| Obiettivo dichiarato A |
Filtra le voci e riporta ogni riga che contiene la parola "ocean", distinguendo tra maiuscole e minuscole.
### Estratto della pagina ###
Ovviamente per descrivere il progetto occorre prima contestualizzare geograficamente e storicamente: durante gli anni della riunificazione attorno alla città di Berlino si sviluppò un forte dibattito sulla direzione architettonica che la città avrebbe dovuto seguire, le linee di pensiero erano due: Hans Stimmann proponeva la ricostruzione del tessuto prussiano abolendo gli eccessi decostruttivisti, di fatto creando una città quanto più “normale” possibile. A tale visione si oppongono personaggi di calibro internazionale, tra cui, Rem Koolhaas, con il suo modello di città come arcipelago³, progetto che vede nell’essere “vuoto” della capitale tedesca, la sua massima potenzialità, non per ricostruire una città come Stimmann, ma per dare ai suoi abitanti dei luoghi di vita: “Dove c’è architettura null’altro è possibile”.⁴ Parallelamente a questo dibattito, i suoi abitanti si stanno appropriando della città in maniera differente.
### Voci di partenza ###
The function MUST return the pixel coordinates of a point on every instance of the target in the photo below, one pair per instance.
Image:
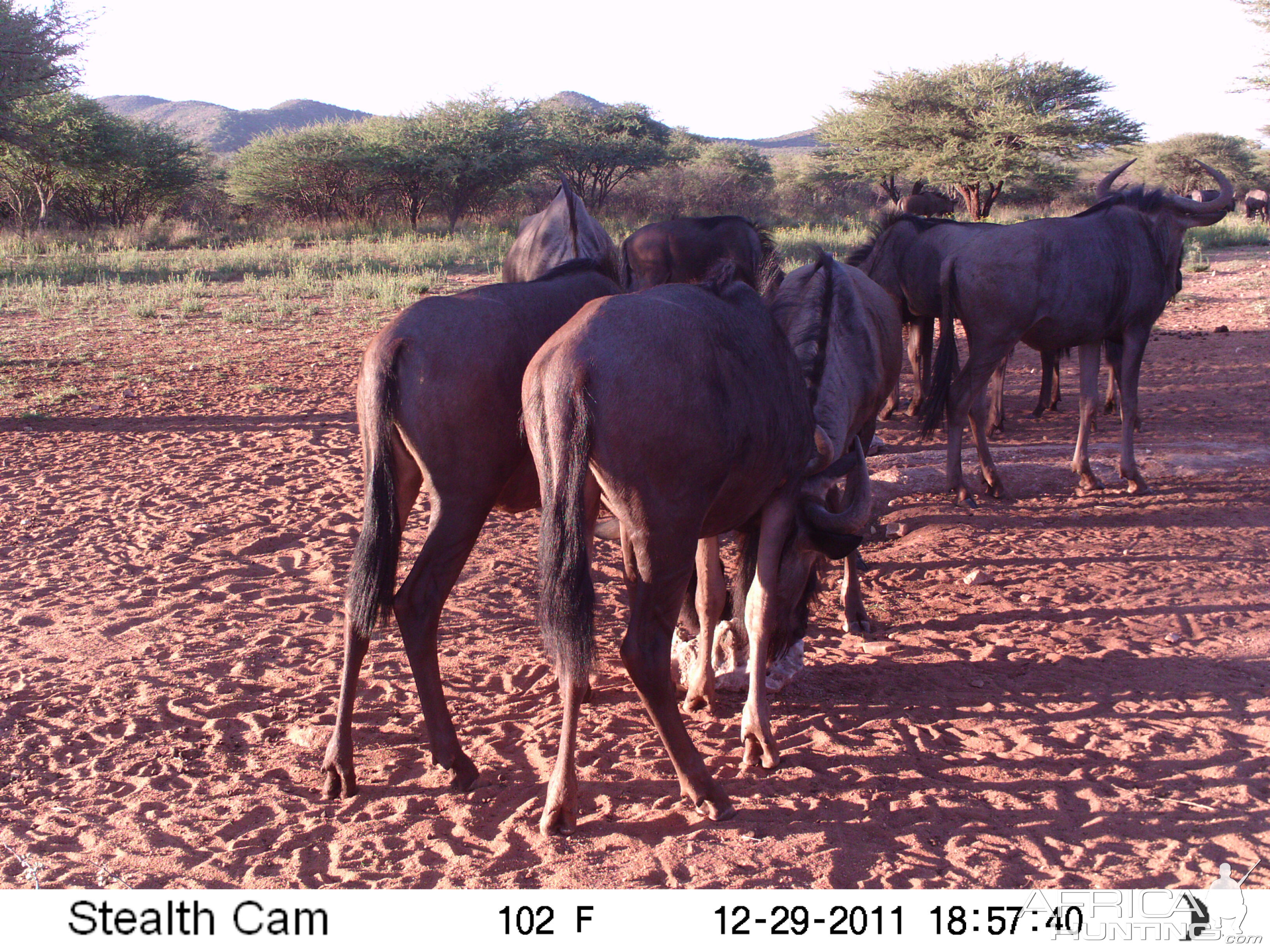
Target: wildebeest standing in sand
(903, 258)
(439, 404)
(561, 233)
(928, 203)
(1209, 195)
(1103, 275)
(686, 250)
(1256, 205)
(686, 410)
###
### Voci di partenza ###
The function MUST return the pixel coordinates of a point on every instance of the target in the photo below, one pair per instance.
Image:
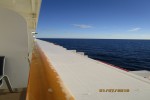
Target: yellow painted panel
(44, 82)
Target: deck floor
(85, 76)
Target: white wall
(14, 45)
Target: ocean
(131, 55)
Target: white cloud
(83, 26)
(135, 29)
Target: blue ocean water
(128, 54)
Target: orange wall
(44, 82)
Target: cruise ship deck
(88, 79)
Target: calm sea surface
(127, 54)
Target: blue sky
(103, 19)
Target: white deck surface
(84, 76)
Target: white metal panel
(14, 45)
###
| Obiettivo dichiarato B |
Riscrivi in forma di elenco più breve il paragrafo del brano su Berlino che inizia con "Ovviamente per descrivere il progetto", mantenendone i fatti principali.

| Soluzione svolta A |
Target: ocean
Target: blue ocean water

| Soluzione svolta B |
- Per descrivere il progetto bisogna prima contestualizzarlo geograficamente e storicamente.
- Negli anni della riunificazione a Berlino nacque un forte dibattito sulla direzione architettonica della città, con due linee di pensiero.
- Hans Stimmann proponeva di ricostruire il tessuto prussiano abolendo gli eccessi decostruttivisti, per una città il più "normale" possibile.
- Vi si opposero figure internazionali come Rem Koolhaas, con il modello di città come arcipelago. Il suo progetto vede nel "vuoto" della capitale la massima potenzialità, non per ricostruire la città ma per dare agli abitanti luoghi di vita: "Dove c'è architettura null'altro è possibile".
- Nel frattempo gli abitanti si stanno appropriando della città in modo diverso.